## [Given request]
Please format the data below as a numbered list, one line per item, with any blank lines dropped.

## [Entries shown]
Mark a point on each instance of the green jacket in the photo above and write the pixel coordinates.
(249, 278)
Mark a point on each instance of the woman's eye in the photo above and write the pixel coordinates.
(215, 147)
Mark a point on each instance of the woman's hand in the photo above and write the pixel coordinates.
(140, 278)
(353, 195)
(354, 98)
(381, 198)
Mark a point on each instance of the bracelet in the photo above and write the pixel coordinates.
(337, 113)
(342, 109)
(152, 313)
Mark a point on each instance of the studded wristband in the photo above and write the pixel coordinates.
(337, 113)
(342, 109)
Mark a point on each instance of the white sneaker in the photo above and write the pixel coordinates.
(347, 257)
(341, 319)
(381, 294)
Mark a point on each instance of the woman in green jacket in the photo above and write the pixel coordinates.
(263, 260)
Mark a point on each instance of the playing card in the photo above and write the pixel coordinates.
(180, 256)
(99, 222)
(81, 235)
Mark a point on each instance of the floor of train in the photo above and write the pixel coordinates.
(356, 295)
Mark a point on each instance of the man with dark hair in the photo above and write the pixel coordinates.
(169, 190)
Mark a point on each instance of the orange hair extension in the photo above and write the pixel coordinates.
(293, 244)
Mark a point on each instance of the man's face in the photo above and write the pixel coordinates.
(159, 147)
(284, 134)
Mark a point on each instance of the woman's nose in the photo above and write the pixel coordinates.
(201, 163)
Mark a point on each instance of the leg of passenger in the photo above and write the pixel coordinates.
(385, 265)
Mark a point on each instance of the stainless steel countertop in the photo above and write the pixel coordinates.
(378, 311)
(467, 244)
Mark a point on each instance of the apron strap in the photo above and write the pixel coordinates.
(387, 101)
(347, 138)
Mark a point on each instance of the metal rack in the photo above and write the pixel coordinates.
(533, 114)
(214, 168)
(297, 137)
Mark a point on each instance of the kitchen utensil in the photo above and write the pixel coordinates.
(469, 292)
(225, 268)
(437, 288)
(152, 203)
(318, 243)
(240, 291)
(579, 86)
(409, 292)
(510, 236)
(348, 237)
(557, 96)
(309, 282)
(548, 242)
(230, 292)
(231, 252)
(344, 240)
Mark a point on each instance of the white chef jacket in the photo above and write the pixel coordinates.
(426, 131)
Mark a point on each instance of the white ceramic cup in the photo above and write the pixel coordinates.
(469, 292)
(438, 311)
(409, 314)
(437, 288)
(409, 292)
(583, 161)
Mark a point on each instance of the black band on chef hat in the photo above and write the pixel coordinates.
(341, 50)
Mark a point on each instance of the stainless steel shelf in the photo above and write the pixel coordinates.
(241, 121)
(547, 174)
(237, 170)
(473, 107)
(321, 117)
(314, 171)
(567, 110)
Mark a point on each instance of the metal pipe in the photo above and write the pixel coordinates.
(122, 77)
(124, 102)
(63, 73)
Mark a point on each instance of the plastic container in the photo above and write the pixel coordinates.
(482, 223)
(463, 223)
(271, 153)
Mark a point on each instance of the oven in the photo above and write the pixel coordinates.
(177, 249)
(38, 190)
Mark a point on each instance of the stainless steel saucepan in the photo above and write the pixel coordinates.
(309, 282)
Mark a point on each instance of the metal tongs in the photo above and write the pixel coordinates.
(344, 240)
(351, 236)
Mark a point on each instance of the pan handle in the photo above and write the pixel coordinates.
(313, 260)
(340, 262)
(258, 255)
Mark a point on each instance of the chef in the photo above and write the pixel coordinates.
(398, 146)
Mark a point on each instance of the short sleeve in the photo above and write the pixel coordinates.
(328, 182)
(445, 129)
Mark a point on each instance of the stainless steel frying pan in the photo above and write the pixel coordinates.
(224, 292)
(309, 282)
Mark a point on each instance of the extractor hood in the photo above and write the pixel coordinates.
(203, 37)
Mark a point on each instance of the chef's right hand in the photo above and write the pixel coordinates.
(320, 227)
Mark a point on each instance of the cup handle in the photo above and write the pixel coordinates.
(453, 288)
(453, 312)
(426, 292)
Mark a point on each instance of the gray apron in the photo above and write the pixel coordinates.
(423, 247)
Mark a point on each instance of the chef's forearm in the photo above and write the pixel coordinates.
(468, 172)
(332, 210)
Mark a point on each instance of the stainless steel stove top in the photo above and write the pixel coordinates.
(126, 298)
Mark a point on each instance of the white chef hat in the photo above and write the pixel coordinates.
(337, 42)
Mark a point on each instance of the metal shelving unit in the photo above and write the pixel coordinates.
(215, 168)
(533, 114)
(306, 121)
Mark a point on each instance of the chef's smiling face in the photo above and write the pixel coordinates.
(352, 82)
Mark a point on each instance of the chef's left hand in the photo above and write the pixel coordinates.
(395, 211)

## [Worked answer]
1. Mark a point on each instance of the green jacket in the photo above and write the pixel coordinates.
2. (249, 278)
3. Mark a point on each instance of the woman's eye in the photo above and write the pixel coordinates.
4. (215, 147)
5. Mark a point on each instance of the woman's hand in the photo above and write the pixel coordinates.
6. (140, 278)
7. (353, 195)
8. (354, 98)
9. (381, 198)
10. Mark a point on each instance of the bracelet in the photo above and write the pixel coordinates.
11. (337, 113)
12. (342, 109)
13. (152, 313)
14. Mark a point on each instance of the studded wristband in the photo above and write the pixel coordinates.
15. (337, 113)
16. (342, 109)
17. Mark a point on each instance of the white sneaker in the photo above and write the pixel coordinates.
18. (347, 257)
19. (341, 319)
20. (381, 294)
21. Mark a point on each instance of the woman in green jacket in the photo above and write the pixel coordinates.
22. (263, 260)
23. Mark a point on each instance of the playing card in the photo above and write the pixel coordinates.
24. (180, 256)
25. (99, 222)
26. (81, 235)
27. Mark a point on each instance of the floor of train in the photo above and write the pixel coordinates.
28. (356, 295)
29. Mark a point on each instance of the man with dark hair in the photo above and write the pixel coordinates.
30. (169, 190)
31. Mark a point on each instance of the orange hair extension in the photo above and write the pixel coordinates.
32. (293, 244)
33. Mark a point on each instance of the man's face in the photo above and write the pixel coordinates.
34. (159, 147)
35. (284, 134)
36. Mark a point on each instance of the woman's nose in the photo above and write the pixel coordinates.
37. (201, 163)
38. Mark a point on each instance of the leg of passenger in the photo above and write the pixel coordinates.
39. (385, 265)
40. Mark a point on each instance of the stainless steel countertop in the photo above and write the pixel coordinates.
41. (378, 311)
42. (467, 244)
43. Mark a point on each instance of the apron strap in the photo above and write the pixel coordinates.
44. (387, 101)
45. (347, 138)
46. Mark a point on each instance of the metal rack in the photo above and write the pixel coordinates.
47. (533, 114)
48. (214, 168)
49. (297, 137)
50. Mark a point on each instance of the kitchen utensil in the photo above and write the pixel coordinates.
51. (469, 292)
52. (225, 268)
53. (437, 288)
54. (152, 203)
55. (318, 243)
56. (240, 291)
57. (579, 86)
58. (409, 292)
59. (510, 236)
60. (348, 237)
61. (557, 96)
62. (309, 282)
63. (548, 242)
64. (230, 292)
65. (231, 252)
66. (344, 240)
67. Mark a point on each instance of the white chef jacket in the photo above and write the pixel coordinates.
68. (426, 131)
69. Mark a point on each instance of the white ceramic cup in the photo above and write the pixel coordinates.
70. (469, 292)
71. (438, 311)
72. (409, 314)
73. (437, 288)
74. (409, 292)
75. (583, 161)
76. Mark a point on each instance of the black band on chef hat in the photo above and write the pixel coordinates.
77. (341, 50)
78. Mark a point on each instance of the stainless steel shelf in the photo above and write the pixel coordinates.
79. (241, 121)
80. (547, 174)
81. (237, 170)
82. (473, 107)
83. (321, 117)
84. (314, 171)
85. (567, 110)
86. Mark a point on each instance of the metal pipe in the photo above and write the pixel coordinates.
87. (122, 77)
88. (124, 102)
89. (63, 73)
90. Mark a point on each instance of the plastic container in the photo above and write the pixel coordinates.
91. (482, 223)
92. (463, 223)
93. (271, 153)
94. Mark a point on each instance of the oven in the photo above and write the pixel coordinates.
95. (177, 249)
96. (38, 190)
97. Mark a point on each instance of the stainless steel saucepan in the photo above and write the pixel coordinates.
98. (309, 282)
99. Mark a point on each instance of the metal tongs in the photo above and write the pixel coordinates.
100. (344, 240)
101. (351, 236)
102. Mark a point on each instance of the pan handle in the photo above and write the pixel coordinates.
103. (313, 260)
104. (340, 262)
105. (258, 255)
106. Mark a point on each instance of the chef in the photo above and write the pixel coordinates.
107. (398, 146)
108. Mark a point on each instance of the short sleeve in the photo above and write the pixel coordinates.
109. (328, 182)
110. (445, 129)
111. Mark a point on each instance of the stainless steel frying pan in the photo above and write the pixel coordinates.
112. (224, 292)
113. (309, 282)
114. Mark a point on each instance of the extractor hood in the photo above and write the pixel coordinates.
115. (203, 37)
116. Mark a point on each instance of the chef's right hand in the photo above and write the pixel coordinates.
117. (320, 227)
118. Mark a point on each instance of the cup handle in the photo above and write the pixel coordinates.
119. (453, 288)
120. (453, 312)
121. (426, 292)
122. Mark a point on each instance of the gray apron in the photo above and write the pixel coordinates.
123. (423, 247)
124. Mark a point on each instance of the chef's forearm in the photo above and write the pixel coordinates.
125. (468, 172)
126. (332, 210)
127. Mark a point on each instance of the stainless steel stove top in the photo above and write the pixel coordinates.
128. (126, 298)
129. Mark a point on each instance of the white chef hat in the photo above and write the pixel coordinates.
130. (337, 42)
131. Mark a point on each instance of the metal shelving unit in the photo above and write the pixel coordinates.
132. (215, 168)
133. (533, 114)
134. (306, 121)
135. Mark a point on each instance of the chef's smiling face in the photo above and write the pixel coordinates.
136. (352, 82)
137. Mark a point on each instance of the chef's left hand in the photo above and write the pixel coordinates.
138. (395, 211)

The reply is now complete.